• _Available data_:
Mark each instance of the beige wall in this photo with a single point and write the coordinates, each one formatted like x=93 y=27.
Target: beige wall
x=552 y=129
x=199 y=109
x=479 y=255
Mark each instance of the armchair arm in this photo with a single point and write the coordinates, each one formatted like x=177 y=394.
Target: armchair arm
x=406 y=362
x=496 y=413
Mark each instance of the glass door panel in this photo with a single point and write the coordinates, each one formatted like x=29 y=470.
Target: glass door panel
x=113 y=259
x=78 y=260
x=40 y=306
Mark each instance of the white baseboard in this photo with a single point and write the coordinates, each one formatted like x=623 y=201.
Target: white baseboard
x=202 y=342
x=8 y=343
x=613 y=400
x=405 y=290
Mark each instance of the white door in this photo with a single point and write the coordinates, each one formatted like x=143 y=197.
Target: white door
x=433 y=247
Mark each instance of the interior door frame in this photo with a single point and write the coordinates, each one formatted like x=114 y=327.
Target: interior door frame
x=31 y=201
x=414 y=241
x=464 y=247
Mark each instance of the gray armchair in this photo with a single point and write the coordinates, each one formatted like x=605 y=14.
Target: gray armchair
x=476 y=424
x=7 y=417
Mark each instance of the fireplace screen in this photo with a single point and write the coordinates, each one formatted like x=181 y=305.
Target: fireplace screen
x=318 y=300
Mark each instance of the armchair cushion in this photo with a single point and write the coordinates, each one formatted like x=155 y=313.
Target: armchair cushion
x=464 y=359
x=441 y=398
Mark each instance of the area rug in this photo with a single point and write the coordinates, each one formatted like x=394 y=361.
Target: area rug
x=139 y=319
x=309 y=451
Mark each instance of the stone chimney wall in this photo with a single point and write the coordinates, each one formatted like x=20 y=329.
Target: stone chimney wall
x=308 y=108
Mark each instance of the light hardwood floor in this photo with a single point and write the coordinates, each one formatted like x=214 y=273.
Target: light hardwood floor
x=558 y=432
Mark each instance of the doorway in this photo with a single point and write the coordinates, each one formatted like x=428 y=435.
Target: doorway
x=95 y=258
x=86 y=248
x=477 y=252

• _Given exercise_: Copy every row above word for word, keeping its original order.

• _Task solution_:
Mark each instance of the beige wall in this photo with a single point and write the coordinates, each one formatted like x=93 y=27.
Target: beige wall
x=552 y=129
x=199 y=109
x=479 y=255
Mark each instance of the armchair arm in this photo with a single point and write the coordinates, each one formatted like x=177 y=394.
Target: armchair arm
x=406 y=362
x=496 y=413
Mark each instance of the glass door panel in this photo with a single point and write the coordinates, each one formatted like x=29 y=470.
Target: glass door panel
x=113 y=259
x=78 y=260
x=40 y=306
Mark each instance of the white baseboard in this photo with a single point and write the coordinates, each one formatted like x=623 y=201.
Target: white baseboard
x=202 y=342
x=8 y=343
x=613 y=400
x=405 y=290
Mark each instance of the white door in this photo with a single point and write the coordinates, each one formatted like x=143 y=197.
Target: white door
x=433 y=247
Mark each instance of the interior door frame in this photo with a single point and write the coordinates, each one formatted like x=114 y=327.
Target: interior door frame
x=31 y=201
x=414 y=241
x=464 y=247
Mark each instance of the gray armchair in this photo with a single point and write the coordinates, each one formatted like x=605 y=14.
Target: gray armchair
x=476 y=424
x=7 y=417
Mark each instance of the fireplace screen in this photo with a single point and write the coordinates, each one formatted like x=181 y=305.
Target: fireplace screen
x=318 y=300
Mark each instance of the armchair cushion in this photo with a single point and write the coordinates, each one formatted like x=155 y=313.
Target: armchair cushion
x=464 y=359
x=441 y=398
Mark each instance of the area rug in this photo with a single point and write the coordinates, each one formatted like x=394 y=361.
Target: area rug
x=139 y=319
x=309 y=451
Mark each instance of the stone chimney wall in this photo with a single point and write the coordinates, each one formatted like x=20 y=329.
Target: stone chimney wall
x=308 y=108
Mark each instance of the light hardwood floor in this photo with a single point and write the coordinates, each one formatted like x=214 y=273.
Target: light hardwood floor
x=558 y=432
Mark each instance of the doorway in this photo with a single point and write the coordinates, each one formatted like x=428 y=435.
Target: doorway
x=95 y=258
x=86 y=248
x=477 y=252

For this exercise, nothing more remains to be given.